# START OF Dataset content
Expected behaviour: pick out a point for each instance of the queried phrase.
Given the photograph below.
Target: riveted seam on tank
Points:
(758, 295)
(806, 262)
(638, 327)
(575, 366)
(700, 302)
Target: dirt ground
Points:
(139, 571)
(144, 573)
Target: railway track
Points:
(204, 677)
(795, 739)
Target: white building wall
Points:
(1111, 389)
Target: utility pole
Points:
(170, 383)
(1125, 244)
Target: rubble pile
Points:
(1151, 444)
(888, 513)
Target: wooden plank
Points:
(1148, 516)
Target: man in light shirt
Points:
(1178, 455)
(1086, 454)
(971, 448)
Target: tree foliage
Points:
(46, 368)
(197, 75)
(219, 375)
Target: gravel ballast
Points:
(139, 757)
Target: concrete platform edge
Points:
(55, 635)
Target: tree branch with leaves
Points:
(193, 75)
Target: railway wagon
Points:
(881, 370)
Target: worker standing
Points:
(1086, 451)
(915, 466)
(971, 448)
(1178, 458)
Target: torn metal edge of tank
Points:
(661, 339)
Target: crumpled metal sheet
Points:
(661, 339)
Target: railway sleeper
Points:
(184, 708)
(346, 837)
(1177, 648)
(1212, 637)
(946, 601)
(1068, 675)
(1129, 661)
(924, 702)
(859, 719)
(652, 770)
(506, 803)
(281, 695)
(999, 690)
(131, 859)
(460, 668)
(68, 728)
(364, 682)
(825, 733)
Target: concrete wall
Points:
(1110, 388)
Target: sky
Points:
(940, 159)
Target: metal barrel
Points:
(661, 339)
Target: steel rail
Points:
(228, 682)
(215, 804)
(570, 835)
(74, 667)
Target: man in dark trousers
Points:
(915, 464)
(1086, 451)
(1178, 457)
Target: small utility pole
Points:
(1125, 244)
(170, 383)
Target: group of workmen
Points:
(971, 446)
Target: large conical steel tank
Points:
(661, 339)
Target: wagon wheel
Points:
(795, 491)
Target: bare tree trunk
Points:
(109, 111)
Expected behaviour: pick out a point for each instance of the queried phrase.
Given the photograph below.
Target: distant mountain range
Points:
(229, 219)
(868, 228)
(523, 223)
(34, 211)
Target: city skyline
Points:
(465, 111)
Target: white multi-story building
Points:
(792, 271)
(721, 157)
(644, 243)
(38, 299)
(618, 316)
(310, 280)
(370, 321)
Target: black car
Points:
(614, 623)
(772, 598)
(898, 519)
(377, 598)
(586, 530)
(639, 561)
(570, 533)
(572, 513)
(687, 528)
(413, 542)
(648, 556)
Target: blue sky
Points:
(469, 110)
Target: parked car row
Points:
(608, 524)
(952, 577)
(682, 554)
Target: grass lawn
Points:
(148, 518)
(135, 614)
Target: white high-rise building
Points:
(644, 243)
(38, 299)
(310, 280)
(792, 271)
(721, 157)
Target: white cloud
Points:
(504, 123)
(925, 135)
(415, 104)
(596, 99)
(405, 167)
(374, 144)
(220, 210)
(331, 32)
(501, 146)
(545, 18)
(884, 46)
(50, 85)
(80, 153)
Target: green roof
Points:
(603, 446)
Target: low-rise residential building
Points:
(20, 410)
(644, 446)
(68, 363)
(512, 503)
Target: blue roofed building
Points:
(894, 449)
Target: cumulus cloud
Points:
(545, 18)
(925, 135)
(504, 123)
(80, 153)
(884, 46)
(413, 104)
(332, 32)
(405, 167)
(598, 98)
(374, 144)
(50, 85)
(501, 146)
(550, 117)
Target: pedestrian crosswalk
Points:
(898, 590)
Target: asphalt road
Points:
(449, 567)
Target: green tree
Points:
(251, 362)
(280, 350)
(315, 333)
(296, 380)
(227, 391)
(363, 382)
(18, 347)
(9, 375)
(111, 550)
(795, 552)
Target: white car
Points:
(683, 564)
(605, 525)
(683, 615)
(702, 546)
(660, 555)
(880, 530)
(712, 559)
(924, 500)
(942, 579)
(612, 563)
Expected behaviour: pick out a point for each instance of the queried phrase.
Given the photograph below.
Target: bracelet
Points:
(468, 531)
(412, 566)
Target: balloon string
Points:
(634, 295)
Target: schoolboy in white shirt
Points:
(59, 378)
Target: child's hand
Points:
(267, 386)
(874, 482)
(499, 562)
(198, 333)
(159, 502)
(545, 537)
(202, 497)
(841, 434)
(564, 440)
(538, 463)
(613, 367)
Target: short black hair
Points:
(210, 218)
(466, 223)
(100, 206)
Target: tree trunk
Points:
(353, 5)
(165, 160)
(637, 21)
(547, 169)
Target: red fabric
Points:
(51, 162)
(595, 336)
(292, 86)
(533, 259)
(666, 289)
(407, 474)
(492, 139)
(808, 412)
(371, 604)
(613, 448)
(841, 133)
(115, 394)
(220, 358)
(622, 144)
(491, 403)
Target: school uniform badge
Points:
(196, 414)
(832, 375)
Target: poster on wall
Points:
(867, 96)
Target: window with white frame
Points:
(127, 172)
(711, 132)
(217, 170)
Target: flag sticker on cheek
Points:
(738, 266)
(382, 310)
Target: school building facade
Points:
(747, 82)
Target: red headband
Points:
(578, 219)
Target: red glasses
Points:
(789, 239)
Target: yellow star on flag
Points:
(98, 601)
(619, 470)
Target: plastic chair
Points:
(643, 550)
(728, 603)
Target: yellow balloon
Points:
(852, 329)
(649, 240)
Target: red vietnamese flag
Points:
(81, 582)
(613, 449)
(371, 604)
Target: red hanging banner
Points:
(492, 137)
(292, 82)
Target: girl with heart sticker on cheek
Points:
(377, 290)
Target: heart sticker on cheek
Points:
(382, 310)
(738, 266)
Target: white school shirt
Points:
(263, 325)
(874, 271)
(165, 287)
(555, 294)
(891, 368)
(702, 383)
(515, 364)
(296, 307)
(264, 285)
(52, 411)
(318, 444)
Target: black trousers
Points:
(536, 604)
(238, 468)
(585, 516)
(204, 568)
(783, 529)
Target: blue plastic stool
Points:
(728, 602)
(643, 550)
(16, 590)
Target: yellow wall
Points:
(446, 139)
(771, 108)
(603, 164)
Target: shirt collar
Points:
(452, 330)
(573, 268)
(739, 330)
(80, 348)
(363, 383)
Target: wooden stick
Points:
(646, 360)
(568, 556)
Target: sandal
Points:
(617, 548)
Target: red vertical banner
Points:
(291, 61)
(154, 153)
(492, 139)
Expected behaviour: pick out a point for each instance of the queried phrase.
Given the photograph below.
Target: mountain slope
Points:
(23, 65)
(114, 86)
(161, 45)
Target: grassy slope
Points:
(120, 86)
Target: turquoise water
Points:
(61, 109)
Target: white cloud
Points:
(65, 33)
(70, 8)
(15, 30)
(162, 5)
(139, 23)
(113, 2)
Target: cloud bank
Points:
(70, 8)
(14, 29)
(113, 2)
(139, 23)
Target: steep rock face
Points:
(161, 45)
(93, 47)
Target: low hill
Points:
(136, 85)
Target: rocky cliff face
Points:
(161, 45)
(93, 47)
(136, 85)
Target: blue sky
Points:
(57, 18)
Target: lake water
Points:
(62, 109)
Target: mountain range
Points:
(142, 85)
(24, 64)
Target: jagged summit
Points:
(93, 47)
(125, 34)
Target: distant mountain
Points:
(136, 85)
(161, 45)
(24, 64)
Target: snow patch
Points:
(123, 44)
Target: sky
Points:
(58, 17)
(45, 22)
# END OF Dataset content
Work to do >> Write out the entries above word for word.

The answer >>
Expected behaviour: pick out a point for each instance of the queried phrase.
Given the photograph below.
Target: riveted seam on tank
Points:
(758, 295)
(806, 262)
(638, 327)
(575, 366)
(700, 302)
Target: dirt ground
Points:
(139, 571)
(144, 573)
Target: railway track
Points:
(204, 677)
(795, 739)
Target: white building wall
Points:
(1111, 389)
Target: utility pole
Points:
(170, 383)
(1125, 244)
Target: rubble pile
Points:
(1151, 444)
(888, 513)
Target: wooden plank
Points:
(1148, 516)
Target: man in light shirt
Points:
(1178, 455)
(1086, 454)
(971, 448)
Target: tree foliage
Points:
(46, 368)
(197, 75)
(219, 375)
Target: gravel ballast
Points:
(139, 757)
Target: concrete platform edge
Points:
(55, 635)
Target: tree branch with leaves
Points:
(193, 75)
Target: railway wagon
Points:
(881, 370)
Target: worker standing
Points:
(1086, 451)
(915, 466)
(971, 448)
(1178, 458)
Target: torn metal edge of tank
Points:
(661, 339)
Target: crumpled metal sheet
Points:
(661, 339)
Target: railway sleeper
Points:
(184, 708)
(346, 837)
(1177, 648)
(1212, 637)
(946, 601)
(1068, 675)
(1129, 661)
(924, 702)
(859, 719)
(652, 770)
(506, 803)
(281, 695)
(999, 690)
(131, 859)
(460, 668)
(68, 728)
(364, 682)
(825, 733)
Target: concrete wall
Points:
(1110, 388)
Target: sky
Points:
(940, 159)
Target: metal barrel
Points:
(661, 339)
Target: steel rail
Points:
(228, 682)
(215, 804)
(570, 835)
(74, 667)
Target: man in dark trousers
Points:
(915, 464)
(1086, 451)
(1178, 457)
Target: small utility pole
Points:
(1125, 244)
(170, 383)
Target: group of workmen
Points:
(971, 446)
Target: large conical steel tank
Points:
(661, 339)
Target: wagon wheel
Points:
(795, 491)
Target: bare tree trunk
Points:
(109, 111)
Expected behaviour: pick out a point for each instance of the queried phrase.
Given the photograph below.
Target: distant mountain range
Points:
(229, 219)
(868, 228)
(523, 223)
(34, 211)
Target: city skyline
Points:
(465, 111)
Target: white multi-story building
Points:
(792, 271)
(721, 157)
(644, 243)
(38, 299)
(618, 316)
(310, 280)
(370, 321)
Target: black car
Points:
(614, 623)
(772, 598)
(898, 519)
(377, 598)
(586, 530)
(639, 561)
(570, 533)
(572, 513)
(687, 528)
(413, 542)
(648, 556)
Target: blue sky
Points:
(469, 110)
Target: parked car row
Points:
(608, 524)
(952, 577)
(682, 554)
Target: grass lawn
Points:
(148, 518)
(135, 614)
Target: white high-rise building
Points:
(644, 243)
(38, 299)
(310, 280)
(792, 271)
(721, 157)
Target: white cloud
Points:
(504, 123)
(925, 135)
(415, 104)
(596, 99)
(405, 167)
(374, 144)
(220, 210)
(331, 32)
(501, 146)
(545, 18)
(884, 46)
(50, 85)
(80, 153)
Target: green roof
Points:
(603, 446)
Target: low-rise residential building
Points:
(20, 410)
(644, 446)
(68, 363)
(512, 503)
Target: blue roofed building
Points:
(894, 449)
Target: cumulus cloud
Points:
(545, 18)
(925, 135)
(504, 123)
(80, 153)
(884, 46)
(413, 104)
(332, 32)
(405, 167)
(598, 98)
(374, 144)
(50, 85)
(501, 146)
(550, 117)
Target: pedestrian crosswalk
Points:
(898, 590)
Target: asphalt road
Points:
(449, 567)
Target: green tree
Points:
(251, 362)
(280, 350)
(315, 333)
(296, 380)
(227, 391)
(363, 382)
(18, 347)
(9, 375)
(111, 550)
(795, 552)
Target: white car
Points:
(683, 564)
(605, 525)
(683, 615)
(702, 546)
(660, 555)
(880, 530)
(712, 559)
(924, 500)
(942, 579)
(612, 563)
Expected behaviour: pick out a point for each instance of the queried phrase.
Given the photograph below.
Target: bracelet
Points:
(468, 531)
(412, 566)
Target: balloon string
Points:
(634, 295)
Target: schoolboy in white shirt
Points:
(59, 378)
Target: child's hand
Points:
(267, 386)
(874, 482)
(499, 562)
(198, 333)
(159, 502)
(545, 537)
(202, 497)
(841, 434)
(564, 440)
(538, 463)
(613, 367)
Target: short black hair
Points:
(210, 218)
(466, 223)
(100, 206)
Target: tree trunk
Points:
(353, 5)
(165, 160)
(637, 21)
(547, 169)
Target: red fabric
Points:
(51, 162)
(595, 336)
(292, 86)
(533, 259)
(666, 289)
(407, 474)
(492, 139)
(808, 412)
(371, 604)
(613, 448)
(841, 133)
(115, 394)
(220, 358)
(622, 144)
(491, 403)
Target: school uniform badge
Points:
(196, 414)
(832, 375)
Target: poster on wall
Points:
(867, 96)
Target: window with white frame
Points:
(127, 172)
(711, 132)
(217, 170)
Target: flag sticker on cheek
Points:
(738, 266)
(382, 310)
Target: school building facade
Points:
(747, 82)
Target: red headband
Points:
(578, 219)
Target: red glasses
Points:
(789, 239)
Target: yellow star on flag
Points:
(98, 601)
(619, 470)
Target: plastic chair
Points:
(643, 550)
(728, 603)
Target: yellow balloon
Points:
(852, 329)
(649, 240)
Target: red vietnamese flag
Points:
(81, 582)
(613, 449)
(371, 604)
Target: red hanging banner
Points:
(492, 137)
(292, 82)
Target: girl with heart sticker on cheek
Points:
(377, 290)
Target: heart sticker on cheek
Points:
(382, 310)
(738, 266)
Target: white school shirt
Points:
(263, 325)
(874, 271)
(165, 287)
(555, 294)
(891, 368)
(702, 383)
(515, 364)
(296, 307)
(264, 285)
(52, 411)
(318, 444)
Target: black trousers
Points:
(536, 604)
(238, 468)
(585, 516)
(204, 568)
(783, 529)
Target: blue plastic stool
Points:
(728, 602)
(643, 550)
(16, 590)
Target: yellow wall
Points:
(446, 139)
(771, 108)
(603, 164)
Target: shirt collar
Points:
(452, 330)
(573, 268)
(739, 330)
(80, 348)
(363, 383)
Target: wooden stick
Points:
(646, 360)
(568, 556)
Target: sandal
Points:
(617, 548)
Target: red vertical banner
Points:
(291, 61)
(154, 153)
(492, 139)
Expected behaviour: pick out a point for each instance of the queried phrase.
Given the photograph below.
Target: mountain slope
Points:
(23, 65)
(114, 86)
(161, 45)
Target: grassy slope
Points:
(120, 86)
Target: turquoise water
Points:
(61, 109)
Target: white cloud
Points:
(65, 33)
(70, 8)
(15, 30)
(162, 5)
(139, 23)
(113, 2)
Target: cloud bank
Points:
(70, 8)
(14, 29)
(113, 2)
(139, 23)
Target: steep rock face
Points:
(161, 45)
(93, 47)
Target: low hill
Points:
(136, 85)
Target: rocky cliff face
Points:
(161, 45)
(93, 47)
(136, 85)
Target: blue sky
Points:
(57, 18)
Target: lake water
Points:
(62, 109)
Target: mountain range
Points:
(142, 85)
(24, 64)
Target: jagged summit
Points:
(93, 47)
(125, 34)
Target: distant mountain
Points:
(136, 85)
(161, 45)
(24, 64)
Target: snow patch
Points:
(123, 44)
Target: sky
Points:
(58, 17)
(45, 22)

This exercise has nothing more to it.